> _TO DO_
Output the span of lines from the one that contains "of the window" through the end of the records, inclusive, exactly as written and free of pictures.

> _RECORDS PROVIDED_
────────────────────
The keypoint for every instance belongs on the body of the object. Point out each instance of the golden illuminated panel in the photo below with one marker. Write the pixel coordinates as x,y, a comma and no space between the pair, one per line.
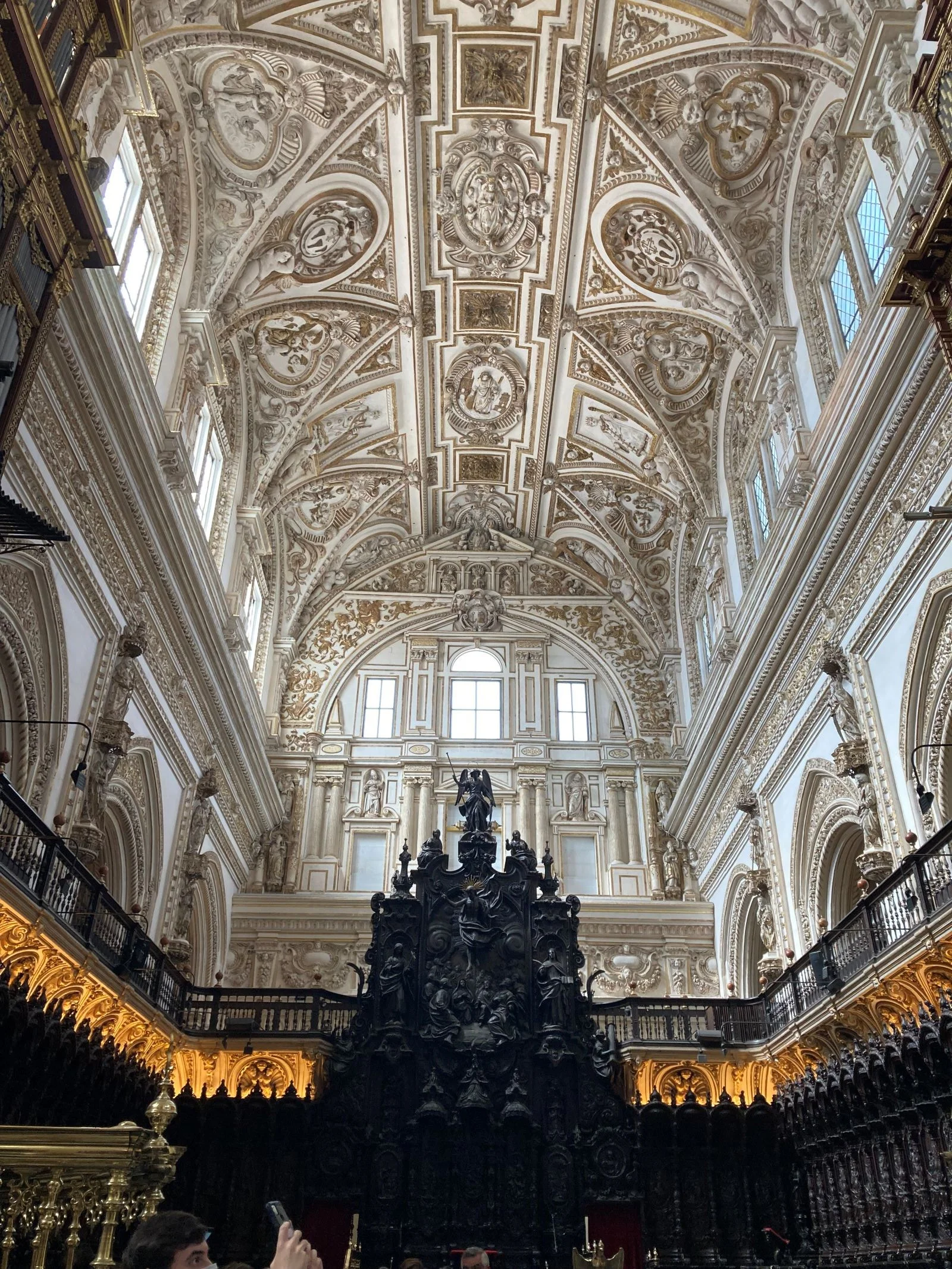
32,956
762,1070
669,1077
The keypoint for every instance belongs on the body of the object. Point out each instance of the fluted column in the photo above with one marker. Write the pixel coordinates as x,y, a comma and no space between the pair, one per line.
424,826
334,816
541,816
617,852
631,823
314,843
408,811
524,825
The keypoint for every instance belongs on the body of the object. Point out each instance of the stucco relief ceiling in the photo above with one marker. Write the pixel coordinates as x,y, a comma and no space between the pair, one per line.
489,262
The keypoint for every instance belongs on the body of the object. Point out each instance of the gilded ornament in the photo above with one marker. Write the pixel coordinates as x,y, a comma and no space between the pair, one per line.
490,201
496,77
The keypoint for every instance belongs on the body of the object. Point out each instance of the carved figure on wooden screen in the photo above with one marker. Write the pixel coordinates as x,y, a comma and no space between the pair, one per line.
475,924
431,850
519,850
555,991
396,984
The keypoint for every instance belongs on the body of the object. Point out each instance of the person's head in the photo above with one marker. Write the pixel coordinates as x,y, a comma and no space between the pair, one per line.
168,1240
474,1258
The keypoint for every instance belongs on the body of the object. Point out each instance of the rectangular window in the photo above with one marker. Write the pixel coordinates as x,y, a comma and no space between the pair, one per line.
141,270
201,446
579,866
121,196
706,640
208,481
252,617
873,230
367,857
844,299
380,695
763,512
573,710
477,710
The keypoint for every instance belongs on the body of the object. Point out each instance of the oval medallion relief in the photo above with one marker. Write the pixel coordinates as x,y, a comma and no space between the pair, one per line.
648,243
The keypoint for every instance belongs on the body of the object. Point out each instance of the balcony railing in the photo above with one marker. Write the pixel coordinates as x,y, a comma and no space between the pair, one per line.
42,866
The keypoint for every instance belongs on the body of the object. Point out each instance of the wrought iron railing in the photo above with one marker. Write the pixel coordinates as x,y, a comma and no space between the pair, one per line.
644,1020
250,1012
42,864
919,889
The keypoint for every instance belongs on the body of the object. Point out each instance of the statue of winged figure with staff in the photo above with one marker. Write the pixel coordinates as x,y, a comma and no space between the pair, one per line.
474,796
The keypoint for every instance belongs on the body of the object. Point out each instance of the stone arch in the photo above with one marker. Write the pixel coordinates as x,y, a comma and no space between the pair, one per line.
825,829
926,715
121,862
32,675
135,794
740,936
208,922
364,628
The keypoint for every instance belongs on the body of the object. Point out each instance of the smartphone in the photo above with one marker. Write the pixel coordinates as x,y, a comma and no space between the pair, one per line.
274,1210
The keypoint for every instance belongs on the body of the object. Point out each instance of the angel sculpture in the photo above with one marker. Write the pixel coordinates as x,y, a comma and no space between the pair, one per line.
474,796
594,1257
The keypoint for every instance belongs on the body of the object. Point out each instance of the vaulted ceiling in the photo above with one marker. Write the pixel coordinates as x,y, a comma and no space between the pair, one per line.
486,262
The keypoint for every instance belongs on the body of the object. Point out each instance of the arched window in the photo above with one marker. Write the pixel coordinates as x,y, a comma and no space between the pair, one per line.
477,660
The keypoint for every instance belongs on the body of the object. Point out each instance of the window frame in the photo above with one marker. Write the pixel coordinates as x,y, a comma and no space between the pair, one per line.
129,211
477,681
573,712
848,242
844,337
862,254
377,709
252,609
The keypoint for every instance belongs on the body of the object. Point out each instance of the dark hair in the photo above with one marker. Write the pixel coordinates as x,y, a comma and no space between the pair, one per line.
156,1240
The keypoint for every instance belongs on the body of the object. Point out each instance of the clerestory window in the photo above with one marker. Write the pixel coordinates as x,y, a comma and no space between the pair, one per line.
134,235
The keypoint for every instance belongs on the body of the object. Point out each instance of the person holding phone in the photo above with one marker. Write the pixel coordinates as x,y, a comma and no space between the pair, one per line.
179,1240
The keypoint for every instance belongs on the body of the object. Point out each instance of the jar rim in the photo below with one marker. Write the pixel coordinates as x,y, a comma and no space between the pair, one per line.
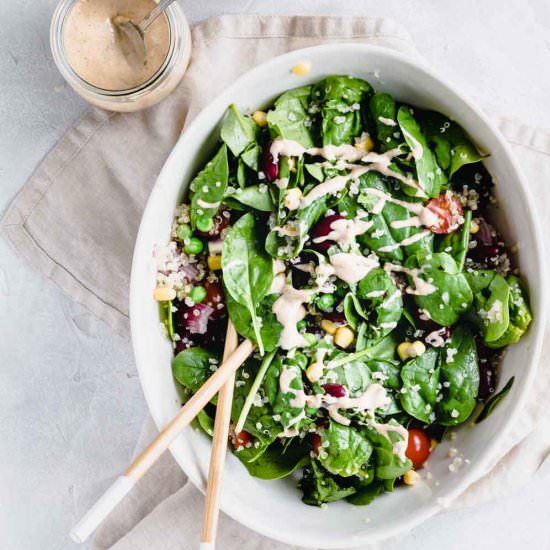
────────────────────
> _REPLY_
The keypoint for every instance belongs on the body of the object. Point out each instance of the window frame in the photo above with one marker. Write the pixel coordinates as x,y, a comma and no space between the pair, one per line.
129,211
477,681
573,712
848,242
844,337
862,254
377,709
252,609
The keypoint for every instance belongs on the body of the object. Point out each instance of the dark hair in the photo above with one marker. Write the pixel coordinates as x,y, a comma and no space between the pair, one per line.
156,1240
The keypoint for every instance belongs on the body of the object. Point out each instance of the clerestory window in the photo above with one marker. Write the pixel coordinates as x,y, a comma and no space between the pair, one per line.
134,235
The keypoint for every instance belongs on the body of the object. Point out each instance of the person holding phone in the photo above with one marker. Write the pixel coordinates as x,y, a comma and no space between the pair, one per line.
179,1240
The keypoint for every instance belongs on the body of the object. Point out each instance of the jar rim in the photo below with one marker. Write the pixel coordinates as x,y, a comma and no space between the pair, one per line.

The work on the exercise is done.